Job: Copy each of the entries below word for word, keeping every line as it appears.

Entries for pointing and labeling
..............................

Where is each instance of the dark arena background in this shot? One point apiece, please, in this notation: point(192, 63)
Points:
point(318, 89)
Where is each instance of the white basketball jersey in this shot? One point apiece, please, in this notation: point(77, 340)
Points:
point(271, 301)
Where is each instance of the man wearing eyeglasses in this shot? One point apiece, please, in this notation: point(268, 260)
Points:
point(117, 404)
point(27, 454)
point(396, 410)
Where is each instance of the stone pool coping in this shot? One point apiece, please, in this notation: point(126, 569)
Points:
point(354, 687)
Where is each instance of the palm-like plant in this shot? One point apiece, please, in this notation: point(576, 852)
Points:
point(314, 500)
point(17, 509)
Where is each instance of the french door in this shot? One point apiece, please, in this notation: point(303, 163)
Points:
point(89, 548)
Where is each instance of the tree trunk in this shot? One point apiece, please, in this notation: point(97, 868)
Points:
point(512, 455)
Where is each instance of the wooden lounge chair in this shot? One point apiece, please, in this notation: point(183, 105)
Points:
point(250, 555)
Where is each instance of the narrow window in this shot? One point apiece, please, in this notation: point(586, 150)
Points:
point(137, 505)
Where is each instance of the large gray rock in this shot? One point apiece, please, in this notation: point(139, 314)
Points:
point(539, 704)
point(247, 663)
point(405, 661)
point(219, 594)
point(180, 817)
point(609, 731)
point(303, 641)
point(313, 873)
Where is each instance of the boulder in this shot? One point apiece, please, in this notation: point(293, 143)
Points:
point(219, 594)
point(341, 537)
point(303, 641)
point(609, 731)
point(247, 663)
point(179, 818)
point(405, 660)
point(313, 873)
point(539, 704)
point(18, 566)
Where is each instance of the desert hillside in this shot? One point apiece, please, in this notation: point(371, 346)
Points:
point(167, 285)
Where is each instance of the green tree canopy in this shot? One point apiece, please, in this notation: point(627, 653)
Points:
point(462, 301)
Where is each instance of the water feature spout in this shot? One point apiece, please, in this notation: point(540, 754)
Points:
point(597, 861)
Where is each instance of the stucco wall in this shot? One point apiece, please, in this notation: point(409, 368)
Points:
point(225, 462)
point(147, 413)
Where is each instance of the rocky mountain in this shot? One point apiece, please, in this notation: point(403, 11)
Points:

..............................

Solution to this problem:
Where is each instance of the dark arena background in this shot? One point apiece, please, in this notation: point(192, 63)
Points:
point(318, 89)
Where is each instance of the white basketball jersey in this shot? One point apiece, please, in this notation: point(77, 340)
Points:
point(271, 301)
Where is each instance of the man wearing eyeglasses in this shot? One point apiece, please, in this notation: point(268, 260)
Points:
point(117, 404)
point(27, 454)
point(396, 410)
Where is each instance of the stone pool coping in this shot? One point apiece, please, in this notation: point(126, 569)
Points:
point(354, 687)
Where is each instance of the palm-like plant in this shot? One point apiece, please, in this notation: point(576, 852)
Points:
point(314, 500)
point(17, 509)
Where is each instance of the french door in this shot? One point apiece, please, in this notation: point(303, 163)
Points:
point(89, 548)
Where is each instance of the tree trunk in this shot? One point apiece, please, in this notation: point(97, 868)
Points:
point(512, 455)
Where is each instance of the wooden lounge chair in this shot? One point apiece, please, in this notation: point(183, 105)
Points:
point(250, 555)
Where is each instance of the narrow window in this shot? One point apiece, please, in this notation: point(586, 150)
Points:
point(137, 505)
Where is each instance of the large gray rock in this shot? One point apiece, please, in this notation: point(139, 314)
Points:
point(539, 704)
point(247, 663)
point(405, 661)
point(219, 594)
point(180, 817)
point(609, 731)
point(303, 641)
point(313, 873)
Where is each instance of the boulder in this shot? One point apiece, please, in this notation: point(293, 143)
Points:
point(219, 594)
point(341, 537)
point(303, 641)
point(609, 731)
point(247, 663)
point(179, 818)
point(405, 660)
point(313, 873)
point(539, 704)
point(18, 566)
Where is each instance of the desert hillside in this shot? One point apiece, please, in this notation: point(371, 346)
Points:
point(167, 285)
Where is each instance of the green tree canopy in this shot? One point apiece, please, in this notation: point(627, 653)
Points:
point(462, 301)
Where is each instance of the water feature spout in this shot? One point apiece, please, in this notation: point(540, 754)
Points:
point(597, 861)
Where is each instance of the stucco wall in this shot? One point apiece, please, in this notation: point(409, 368)
Points:
point(225, 462)
point(147, 413)
Where is each instance of the rocky mountain in this shot? One point apiece, please, in this notation: point(403, 11)
Points:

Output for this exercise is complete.